- _WRITTEN PROBLEM_: Can you continue the rebuttal below about the disputed UCT conservation survey, starting after its last sentence?

- _TEXT EXCERPT_:
• • • •

This is a preliminary, but suggestive finding. It encouraged us in the Institute for Communities and Wildlife in Africa (iCWild) to develop a stronger focus on topics that had a clear bearing on both social justice and conservation. We have extended our research programme into community conservancies where local people benefit directly from hunting and tourism, and thus have an incentive to conserve the local wildlife. 

For my critics, however, including the officials from UCT’s Office of Inclusivity and Change, even asking the question about social justice and transformation was so imbued with racist assumptions that it, and none of the other questions in my “colonial” research instrument should ever have been asked. Rather, they give the distinct impression that I should instead have sat around having conversations, reflecting on our long and troubled history, and listening to critical race theorists lecture me about how I should think.

Their approach feeds into a growing clamour for UCT to introduce “vetting” of papers and research to prevent any cause of presumed racial offence. This clamour is not founded on reasonable engagement with my commentary, but rather on inflammatory insinuations and accusations of racism. The Black Academic Caucus (a secretive Broederbond-like organisation at UCT) in their critique of me suggested my paper could fuel a white supremacist agenda. Now Kahn and Alves hint darkly that my two-page commentary will fuel unrest and violence: 

“In a context of awful anti-black violence, we all need to take a stance. Although not critically engaging with race within higher education is significantly different from police brutality, it encourages an environment where we may become complacent. Uncritically adopting research tools from the Global North and framing race while relying on assumptions add up to conclusions which reify racist tropes: Racist assumptions + racist tools = racist conclusions.”

My response to this breathtaking piece of argument by insinuation is that: Dismissing social surveys as colonial + focusing on hypotheses misidentified as assumptions and ignoring the empirical results = an unreasonable argument that undermines the academic project at UCT.

• • • •

- _RECORDED DATA_:
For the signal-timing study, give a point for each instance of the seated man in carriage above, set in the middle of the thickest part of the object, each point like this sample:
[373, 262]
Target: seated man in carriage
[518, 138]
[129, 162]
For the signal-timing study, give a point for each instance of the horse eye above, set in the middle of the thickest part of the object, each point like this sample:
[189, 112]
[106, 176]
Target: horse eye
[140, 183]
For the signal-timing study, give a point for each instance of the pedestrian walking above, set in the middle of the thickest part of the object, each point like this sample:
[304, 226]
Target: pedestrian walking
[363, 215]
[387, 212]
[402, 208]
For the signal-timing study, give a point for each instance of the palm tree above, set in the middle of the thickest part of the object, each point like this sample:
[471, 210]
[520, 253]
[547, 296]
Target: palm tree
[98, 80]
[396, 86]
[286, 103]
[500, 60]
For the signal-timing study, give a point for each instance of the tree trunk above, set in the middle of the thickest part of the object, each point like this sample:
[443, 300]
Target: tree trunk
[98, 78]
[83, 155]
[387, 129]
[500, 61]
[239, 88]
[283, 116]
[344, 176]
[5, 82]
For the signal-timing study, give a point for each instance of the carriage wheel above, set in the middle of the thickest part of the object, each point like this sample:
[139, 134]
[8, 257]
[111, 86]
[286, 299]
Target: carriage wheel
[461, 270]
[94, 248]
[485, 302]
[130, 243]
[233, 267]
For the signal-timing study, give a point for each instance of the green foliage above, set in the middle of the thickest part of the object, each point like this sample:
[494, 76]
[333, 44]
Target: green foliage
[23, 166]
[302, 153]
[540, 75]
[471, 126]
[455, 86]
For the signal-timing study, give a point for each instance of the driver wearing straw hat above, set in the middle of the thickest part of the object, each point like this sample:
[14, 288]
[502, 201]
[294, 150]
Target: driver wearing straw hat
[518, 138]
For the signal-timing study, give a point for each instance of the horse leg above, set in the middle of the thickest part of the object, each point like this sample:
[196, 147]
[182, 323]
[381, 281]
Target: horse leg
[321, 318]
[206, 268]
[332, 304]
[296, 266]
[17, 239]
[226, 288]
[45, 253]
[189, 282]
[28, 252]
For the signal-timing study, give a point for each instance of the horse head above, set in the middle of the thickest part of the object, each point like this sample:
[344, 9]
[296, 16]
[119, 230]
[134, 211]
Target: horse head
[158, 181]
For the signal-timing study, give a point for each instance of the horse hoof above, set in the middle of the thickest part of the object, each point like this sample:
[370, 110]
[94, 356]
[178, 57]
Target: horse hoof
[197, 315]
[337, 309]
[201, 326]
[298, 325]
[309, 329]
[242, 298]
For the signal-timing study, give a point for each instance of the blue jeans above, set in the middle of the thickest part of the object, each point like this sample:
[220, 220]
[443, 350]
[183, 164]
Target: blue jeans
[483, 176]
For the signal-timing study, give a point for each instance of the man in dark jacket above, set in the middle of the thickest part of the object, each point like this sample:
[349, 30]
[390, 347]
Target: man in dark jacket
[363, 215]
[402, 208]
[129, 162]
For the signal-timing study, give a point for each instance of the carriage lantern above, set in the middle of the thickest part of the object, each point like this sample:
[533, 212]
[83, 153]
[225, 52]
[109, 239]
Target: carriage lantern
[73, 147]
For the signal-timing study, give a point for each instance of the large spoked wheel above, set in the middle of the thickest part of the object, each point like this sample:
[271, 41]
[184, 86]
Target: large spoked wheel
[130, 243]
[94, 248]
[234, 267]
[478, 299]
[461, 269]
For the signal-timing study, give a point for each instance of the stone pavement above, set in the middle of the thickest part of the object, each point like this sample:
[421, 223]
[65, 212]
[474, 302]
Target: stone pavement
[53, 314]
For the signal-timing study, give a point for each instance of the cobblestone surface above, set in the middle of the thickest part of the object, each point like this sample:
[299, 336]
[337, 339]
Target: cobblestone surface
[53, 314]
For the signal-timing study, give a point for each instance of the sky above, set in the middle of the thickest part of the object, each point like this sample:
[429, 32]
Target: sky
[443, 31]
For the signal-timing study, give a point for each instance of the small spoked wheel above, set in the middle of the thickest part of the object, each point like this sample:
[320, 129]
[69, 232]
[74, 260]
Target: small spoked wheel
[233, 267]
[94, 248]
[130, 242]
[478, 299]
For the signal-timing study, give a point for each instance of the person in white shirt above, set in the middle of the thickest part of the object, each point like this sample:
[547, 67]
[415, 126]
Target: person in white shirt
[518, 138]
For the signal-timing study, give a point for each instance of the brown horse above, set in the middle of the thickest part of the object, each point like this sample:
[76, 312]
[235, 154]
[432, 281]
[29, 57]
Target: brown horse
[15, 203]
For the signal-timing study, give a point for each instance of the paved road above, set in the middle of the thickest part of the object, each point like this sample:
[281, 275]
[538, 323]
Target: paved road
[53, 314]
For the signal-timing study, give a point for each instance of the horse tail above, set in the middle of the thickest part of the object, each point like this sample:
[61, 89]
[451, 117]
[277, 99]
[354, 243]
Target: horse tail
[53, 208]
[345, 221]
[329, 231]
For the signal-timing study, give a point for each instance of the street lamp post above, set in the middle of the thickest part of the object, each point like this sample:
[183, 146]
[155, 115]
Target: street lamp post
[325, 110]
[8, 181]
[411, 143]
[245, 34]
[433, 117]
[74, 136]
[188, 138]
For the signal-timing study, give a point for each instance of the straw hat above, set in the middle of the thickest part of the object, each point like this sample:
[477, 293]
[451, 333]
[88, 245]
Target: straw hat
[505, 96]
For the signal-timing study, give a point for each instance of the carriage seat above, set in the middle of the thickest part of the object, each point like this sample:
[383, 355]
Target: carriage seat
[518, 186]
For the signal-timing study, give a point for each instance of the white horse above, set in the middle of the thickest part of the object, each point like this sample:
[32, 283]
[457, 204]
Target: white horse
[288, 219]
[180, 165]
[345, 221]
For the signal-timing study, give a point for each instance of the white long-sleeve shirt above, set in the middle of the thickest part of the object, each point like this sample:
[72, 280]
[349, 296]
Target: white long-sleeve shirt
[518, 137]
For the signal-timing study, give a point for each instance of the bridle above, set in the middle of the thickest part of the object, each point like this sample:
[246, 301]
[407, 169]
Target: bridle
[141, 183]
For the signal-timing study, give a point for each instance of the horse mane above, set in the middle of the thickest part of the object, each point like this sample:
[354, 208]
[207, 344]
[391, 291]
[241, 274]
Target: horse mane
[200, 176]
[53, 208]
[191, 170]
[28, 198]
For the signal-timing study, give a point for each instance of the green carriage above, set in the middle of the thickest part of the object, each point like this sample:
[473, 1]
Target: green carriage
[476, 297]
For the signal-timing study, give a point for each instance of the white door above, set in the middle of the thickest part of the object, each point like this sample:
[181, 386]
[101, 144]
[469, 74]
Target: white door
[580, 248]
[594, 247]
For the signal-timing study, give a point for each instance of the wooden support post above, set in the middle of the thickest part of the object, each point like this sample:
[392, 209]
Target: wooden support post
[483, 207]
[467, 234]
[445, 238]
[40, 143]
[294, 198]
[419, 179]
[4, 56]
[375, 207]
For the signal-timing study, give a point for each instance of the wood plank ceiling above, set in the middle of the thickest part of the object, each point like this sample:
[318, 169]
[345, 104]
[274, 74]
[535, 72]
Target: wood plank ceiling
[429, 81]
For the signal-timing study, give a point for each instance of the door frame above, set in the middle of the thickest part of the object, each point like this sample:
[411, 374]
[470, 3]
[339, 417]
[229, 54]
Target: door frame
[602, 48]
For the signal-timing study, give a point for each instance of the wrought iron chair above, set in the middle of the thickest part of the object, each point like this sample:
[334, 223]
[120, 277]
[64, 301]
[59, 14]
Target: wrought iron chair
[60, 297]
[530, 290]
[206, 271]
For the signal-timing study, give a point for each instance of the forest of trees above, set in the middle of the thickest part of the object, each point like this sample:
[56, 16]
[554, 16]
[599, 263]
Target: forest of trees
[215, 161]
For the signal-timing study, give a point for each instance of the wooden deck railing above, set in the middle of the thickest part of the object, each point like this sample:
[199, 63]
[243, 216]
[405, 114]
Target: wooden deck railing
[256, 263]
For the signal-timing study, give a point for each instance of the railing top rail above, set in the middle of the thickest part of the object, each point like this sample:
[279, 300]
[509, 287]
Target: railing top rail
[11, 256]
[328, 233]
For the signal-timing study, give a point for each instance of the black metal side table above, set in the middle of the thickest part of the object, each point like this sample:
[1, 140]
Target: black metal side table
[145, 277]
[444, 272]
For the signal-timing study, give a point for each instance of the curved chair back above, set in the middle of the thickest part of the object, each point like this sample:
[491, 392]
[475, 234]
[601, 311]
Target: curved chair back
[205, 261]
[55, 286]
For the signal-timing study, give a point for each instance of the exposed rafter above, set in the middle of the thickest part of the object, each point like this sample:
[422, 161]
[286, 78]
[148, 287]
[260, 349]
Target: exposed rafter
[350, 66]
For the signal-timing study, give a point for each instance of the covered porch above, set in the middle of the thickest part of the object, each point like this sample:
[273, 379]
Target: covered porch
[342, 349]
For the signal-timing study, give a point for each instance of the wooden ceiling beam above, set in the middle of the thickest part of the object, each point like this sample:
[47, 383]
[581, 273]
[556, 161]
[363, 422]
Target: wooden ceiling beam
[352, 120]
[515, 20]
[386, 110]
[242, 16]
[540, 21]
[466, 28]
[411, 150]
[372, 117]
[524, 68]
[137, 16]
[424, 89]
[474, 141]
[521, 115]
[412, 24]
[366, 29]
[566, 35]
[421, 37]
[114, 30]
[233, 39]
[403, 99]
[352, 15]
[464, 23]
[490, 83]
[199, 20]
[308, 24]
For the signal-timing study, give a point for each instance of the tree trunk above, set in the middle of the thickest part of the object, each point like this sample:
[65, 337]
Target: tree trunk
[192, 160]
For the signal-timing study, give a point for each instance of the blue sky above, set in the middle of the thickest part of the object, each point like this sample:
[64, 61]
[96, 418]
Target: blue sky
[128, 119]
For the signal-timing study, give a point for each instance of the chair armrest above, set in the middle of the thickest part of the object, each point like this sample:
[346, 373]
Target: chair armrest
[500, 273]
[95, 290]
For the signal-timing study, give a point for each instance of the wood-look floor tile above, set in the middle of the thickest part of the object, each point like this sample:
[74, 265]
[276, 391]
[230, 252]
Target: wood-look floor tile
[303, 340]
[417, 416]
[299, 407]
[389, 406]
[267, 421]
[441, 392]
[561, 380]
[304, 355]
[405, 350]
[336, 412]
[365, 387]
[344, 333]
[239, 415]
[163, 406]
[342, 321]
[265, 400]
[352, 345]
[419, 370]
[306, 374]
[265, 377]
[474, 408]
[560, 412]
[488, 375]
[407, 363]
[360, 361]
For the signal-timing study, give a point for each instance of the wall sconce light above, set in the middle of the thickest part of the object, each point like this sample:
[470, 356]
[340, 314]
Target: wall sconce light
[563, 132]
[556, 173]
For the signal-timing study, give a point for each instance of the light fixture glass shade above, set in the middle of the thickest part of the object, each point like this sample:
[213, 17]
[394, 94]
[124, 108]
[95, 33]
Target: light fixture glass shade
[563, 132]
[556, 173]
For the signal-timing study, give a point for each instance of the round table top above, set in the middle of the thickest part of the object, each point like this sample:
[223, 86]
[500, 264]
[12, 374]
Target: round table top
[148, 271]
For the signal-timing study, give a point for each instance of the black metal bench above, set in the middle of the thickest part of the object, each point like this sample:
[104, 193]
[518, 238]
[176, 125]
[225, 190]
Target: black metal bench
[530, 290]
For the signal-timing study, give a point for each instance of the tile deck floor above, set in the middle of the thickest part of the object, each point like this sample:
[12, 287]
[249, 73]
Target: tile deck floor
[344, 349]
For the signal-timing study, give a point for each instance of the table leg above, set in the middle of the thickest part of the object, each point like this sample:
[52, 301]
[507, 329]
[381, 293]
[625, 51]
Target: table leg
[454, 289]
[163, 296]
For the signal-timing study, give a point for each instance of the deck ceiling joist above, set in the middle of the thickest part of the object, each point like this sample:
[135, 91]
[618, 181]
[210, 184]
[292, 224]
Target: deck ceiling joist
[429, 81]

• • • •

- _TASK RESULT_:
Khan and Alves castigate me for not listening to black voices. This is remarkable not only for the way it silences and erases the role of my student researchers, most of whom were black, in helping me develop the questions, and who conducted the face-to-face interviews, but it denigrates the role of surveys in helping us get a broader understanding of patterns within student voices.  

Survey research, they opine in reference to my inclusion of questions from the World Values Survey’s materialist index, have inbuilt biases which “may confirm the superiority of the Western World”. So, am I to conclude that other countries can probe the relationship between socioeconomic status and materialist values, but we in South Africa cannot in case someone “reads” the results as feeding into a racial trope? A great deal of the criticism of my commentary assumes that I had sallied forth to show that black South Africans were materialist, and thereby blame them for being morally unworthy.  

This is absurd. My critics routinely emphasise the many socioeconomic reasons black South Africans probably would prioritise getting a well-paying job — yet they castigate me for trying to see if this hypothesis resonates within the data. In economics it is axiomatic that people (all people) respond to material incentives and that the marginal dollar is worth more to a poor person than a rich person.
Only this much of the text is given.